[Records from a collection]
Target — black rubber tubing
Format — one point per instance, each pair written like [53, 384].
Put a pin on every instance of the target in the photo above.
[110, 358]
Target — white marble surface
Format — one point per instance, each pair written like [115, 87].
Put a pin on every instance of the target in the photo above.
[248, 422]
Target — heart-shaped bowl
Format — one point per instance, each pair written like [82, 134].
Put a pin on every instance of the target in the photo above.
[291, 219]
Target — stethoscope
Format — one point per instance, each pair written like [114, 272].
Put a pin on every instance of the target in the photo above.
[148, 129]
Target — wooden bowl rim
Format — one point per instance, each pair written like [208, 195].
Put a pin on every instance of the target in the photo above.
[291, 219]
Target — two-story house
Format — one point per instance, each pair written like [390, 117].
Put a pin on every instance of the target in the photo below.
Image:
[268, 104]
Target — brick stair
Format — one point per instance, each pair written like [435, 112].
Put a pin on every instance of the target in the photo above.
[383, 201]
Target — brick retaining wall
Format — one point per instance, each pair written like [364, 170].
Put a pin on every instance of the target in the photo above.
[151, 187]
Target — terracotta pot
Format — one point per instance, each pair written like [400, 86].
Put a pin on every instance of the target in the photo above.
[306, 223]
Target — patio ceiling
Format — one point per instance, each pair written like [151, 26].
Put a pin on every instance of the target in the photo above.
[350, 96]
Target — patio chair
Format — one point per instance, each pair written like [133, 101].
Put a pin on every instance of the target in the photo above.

=== WHAT TO DO ===
Convert the lines above into a JSON list of strings, one string per line, skipping any blank lines.

=== WRITTEN SOLUTION ===
[
  "Target — black rubber tubing",
  "Format — one point per instance, each pair written like [53, 384].",
  "Put a pin on every instance of the target in the photo above.",
  "[110, 358]",
  "Target — white marble surface",
  "Format — one point per instance, each pair written like [115, 87].",
  "Put a pin on every instance of the target in the photo above.",
  "[248, 422]",
  "Target — heart-shaped bowl",
  "Format — one point per instance, each pair written like [82, 134].",
  "Put a pin on every instance of the target in the photo above.",
  "[291, 219]",
  "Target — stethoscope",
  "Format — one point per instance, each pair written like [114, 272].",
  "Put a pin on every instance of the target in the photo above.",
  "[148, 129]",
  "Target — wooden bowl rim",
  "Format — one point per instance, each pair written like [208, 195].",
  "Put a pin on every instance of the target in the photo above.",
  "[291, 219]",
  "Target — two-story house",
  "Format — one point per instance, each pair written like [390, 117].",
  "Put a pin on every instance of the target in the photo below.",
  "Image:",
  "[268, 104]",
  "Target — brick stair",
  "Format — one point per instance, each pair written like [435, 112].",
  "Put a pin on every instance of the target in the photo above.",
  "[383, 201]",
  "Target — brick retaining wall",
  "Format — one point per instance, each pair written like [364, 170].",
  "Put a pin on every instance of the target in the photo above.",
  "[151, 187]",
  "Target — terracotta pot",
  "Format — one point per instance, each pair written like [400, 86].",
  "Put a pin on every instance of the target in the photo above.",
  "[306, 223]",
  "Target — patio ceiling",
  "Format — one point per instance, each pair written like [151, 26].",
  "Put a pin on every instance of the target in the photo above.",
  "[350, 96]",
  "Target — patio chair",
  "Format — one point per instance, each pair written like [133, 101].",
  "Put a pin on every instance of the target in the photo above."
]